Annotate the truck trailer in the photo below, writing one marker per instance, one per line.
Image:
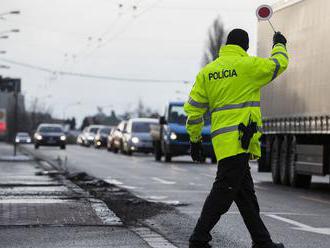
(296, 106)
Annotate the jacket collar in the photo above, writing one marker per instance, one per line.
(232, 50)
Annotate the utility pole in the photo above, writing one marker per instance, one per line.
(15, 117)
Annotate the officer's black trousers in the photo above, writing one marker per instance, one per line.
(233, 183)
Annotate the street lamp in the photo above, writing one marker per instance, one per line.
(4, 67)
(68, 106)
(15, 12)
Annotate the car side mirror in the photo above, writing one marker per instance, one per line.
(162, 120)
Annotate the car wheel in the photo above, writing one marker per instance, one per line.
(168, 157)
(157, 151)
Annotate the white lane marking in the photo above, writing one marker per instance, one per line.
(208, 175)
(113, 181)
(259, 187)
(315, 199)
(104, 213)
(128, 187)
(278, 213)
(152, 238)
(178, 169)
(163, 181)
(160, 197)
(300, 226)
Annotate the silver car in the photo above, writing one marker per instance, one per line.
(137, 137)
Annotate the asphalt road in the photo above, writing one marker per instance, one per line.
(299, 218)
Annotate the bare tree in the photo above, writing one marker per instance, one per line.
(215, 39)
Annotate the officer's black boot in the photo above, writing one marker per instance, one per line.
(199, 245)
(274, 245)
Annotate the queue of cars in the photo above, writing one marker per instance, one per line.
(164, 137)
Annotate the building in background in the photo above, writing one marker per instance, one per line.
(8, 86)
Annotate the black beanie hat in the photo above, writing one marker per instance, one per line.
(238, 37)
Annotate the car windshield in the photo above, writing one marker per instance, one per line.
(105, 130)
(50, 129)
(93, 130)
(177, 115)
(141, 127)
(23, 134)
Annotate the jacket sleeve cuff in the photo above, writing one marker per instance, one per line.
(196, 139)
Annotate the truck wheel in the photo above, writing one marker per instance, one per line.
(275, 162)
(157, 151)
(168, 157)
(264, 163)
(295, 179)
(284, 168)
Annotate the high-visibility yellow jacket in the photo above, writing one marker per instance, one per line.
(230, 89)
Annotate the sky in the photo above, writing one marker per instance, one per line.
(161, 41)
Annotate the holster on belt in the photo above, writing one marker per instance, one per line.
(246, 133)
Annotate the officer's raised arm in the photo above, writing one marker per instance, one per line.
(268, 69)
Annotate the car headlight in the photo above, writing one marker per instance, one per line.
(135, 140)
(173, 136)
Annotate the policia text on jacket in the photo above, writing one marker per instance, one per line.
(230, 88)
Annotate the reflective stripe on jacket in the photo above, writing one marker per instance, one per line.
(230, 89)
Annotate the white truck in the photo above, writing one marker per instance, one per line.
(296, 107)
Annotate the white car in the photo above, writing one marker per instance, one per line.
(86, 138)
(23, 138)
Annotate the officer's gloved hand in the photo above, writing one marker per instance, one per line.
(279, 38)
(196, 151)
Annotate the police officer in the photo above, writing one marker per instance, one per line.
(230, 89)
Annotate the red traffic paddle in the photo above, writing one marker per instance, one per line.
(264, 13)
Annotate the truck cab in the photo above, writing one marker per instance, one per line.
(170, 137)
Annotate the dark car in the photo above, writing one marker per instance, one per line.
(101, 137)
(137, 137)
(170, 136)
(86, 138)
(23, 138)
(115, 139)
(49, 135)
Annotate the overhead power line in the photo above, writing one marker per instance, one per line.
(86, 75)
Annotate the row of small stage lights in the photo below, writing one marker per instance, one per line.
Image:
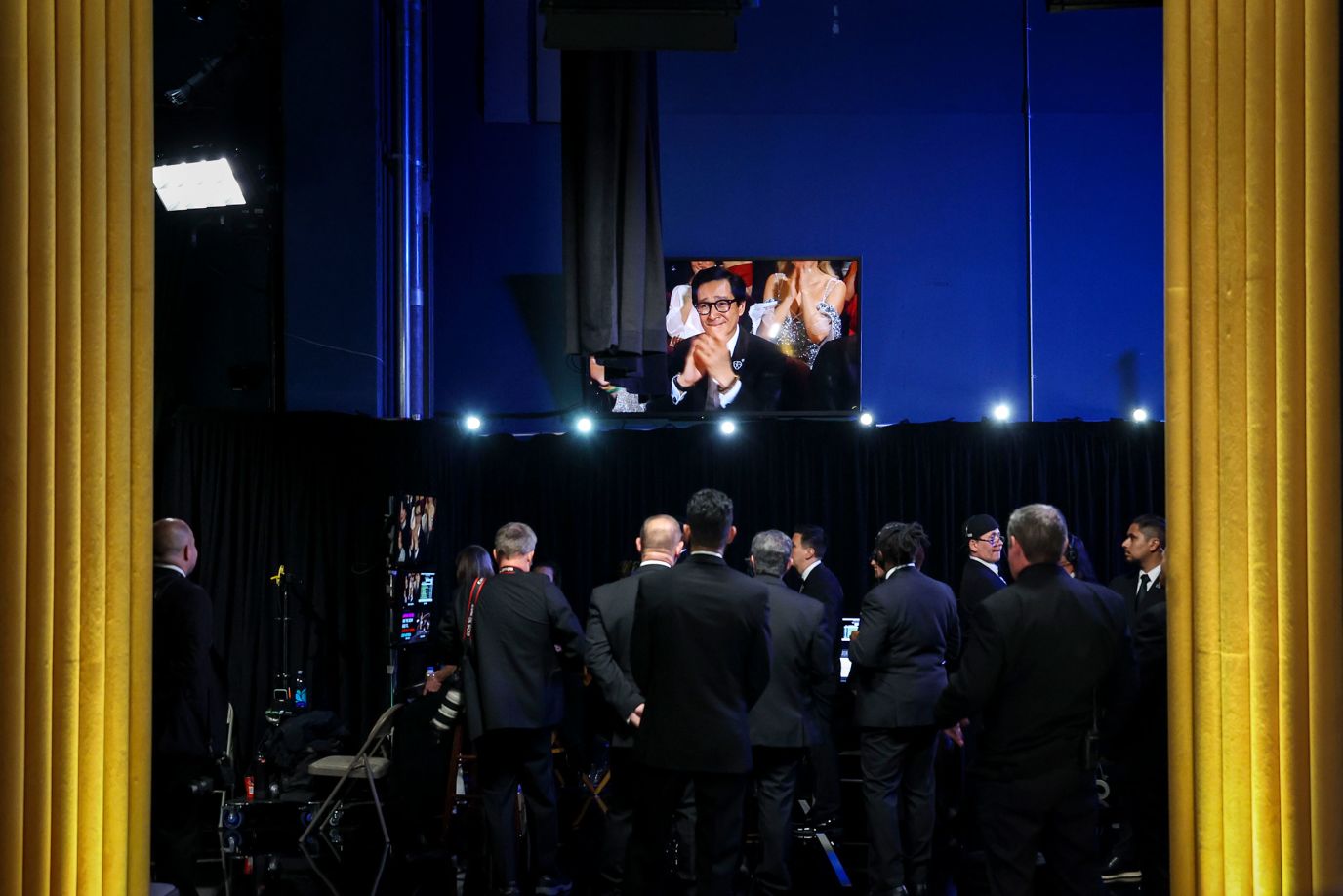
(583, 425)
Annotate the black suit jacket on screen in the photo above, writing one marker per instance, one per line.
(510, 671)
(977, 584)
(1045, 653)
(799, 668)
(756, 360)
(908, 631)
(700, 653)
(610, 627)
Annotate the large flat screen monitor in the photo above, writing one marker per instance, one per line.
(754, 336)
(410, 529)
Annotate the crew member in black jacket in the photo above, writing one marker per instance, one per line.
(610, 624)
(507, 635)
(1047, 656)
(783, 721)
(189, 704)
(700, 654)
(820, 584)
(981, 577)
(907, 632)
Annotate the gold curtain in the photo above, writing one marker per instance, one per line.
(1253, 463)
(75, 456)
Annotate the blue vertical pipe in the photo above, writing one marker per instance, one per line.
(410, 224)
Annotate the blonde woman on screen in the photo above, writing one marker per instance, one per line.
(800, 309)
(682, 323)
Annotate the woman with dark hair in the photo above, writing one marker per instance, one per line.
(473, 561)
(1076, 561)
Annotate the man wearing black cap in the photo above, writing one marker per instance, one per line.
(1041, 706)
(981, 577)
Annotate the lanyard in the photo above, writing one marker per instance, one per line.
(470, 609)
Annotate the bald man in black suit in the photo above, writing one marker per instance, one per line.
(609, 629)
(189, 704)
(700, 656)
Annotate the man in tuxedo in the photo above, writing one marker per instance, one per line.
(908, 631)
(725, 366)
(783, 721)
(821, 585)
(189, 706)
(1145, 547)
(1047, 660)
(700, 653)
(610, 624)
(1138, 767)
(510, 635)
(979, 578)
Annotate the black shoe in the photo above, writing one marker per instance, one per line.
(1121, 867)
(553, 885)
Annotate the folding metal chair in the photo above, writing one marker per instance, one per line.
(372, 760)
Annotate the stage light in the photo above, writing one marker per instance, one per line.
(196, 10)
(197, 184)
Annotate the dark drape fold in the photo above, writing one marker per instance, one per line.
(613, 218)
(310, 491)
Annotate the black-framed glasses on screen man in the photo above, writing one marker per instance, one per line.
(721, 306)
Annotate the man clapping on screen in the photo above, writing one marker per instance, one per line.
(724, 366)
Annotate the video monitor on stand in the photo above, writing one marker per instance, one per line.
(413, 595)
(410, 531)
(786, 339)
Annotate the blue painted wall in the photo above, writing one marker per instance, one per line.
(901, 140)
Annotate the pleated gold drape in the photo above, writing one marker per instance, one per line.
(75, 461)
(1253, 463)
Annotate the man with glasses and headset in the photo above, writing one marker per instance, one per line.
(724, 366)
(981, 577)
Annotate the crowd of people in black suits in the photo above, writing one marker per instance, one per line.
(722, 685)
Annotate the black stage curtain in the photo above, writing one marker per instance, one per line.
(614, 285)
(310, 491)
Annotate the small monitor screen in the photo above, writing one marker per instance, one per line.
(413, 592)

■ **Exercise goal**: Please rewrite the part of the data that opens with the line containing "Annotate the black stage" and runs through the end of the data, replacing "marker" with "point" and leaving everything else unchanged.

■ **Solved exercise**:
Annotate the black stage curtain in the photo above, writing one point per instance, one per line.
(614, 285)
(310, 491)
Annotate the small monitor screen in the photo above, writing one point per instance, one per line.
(413, 592)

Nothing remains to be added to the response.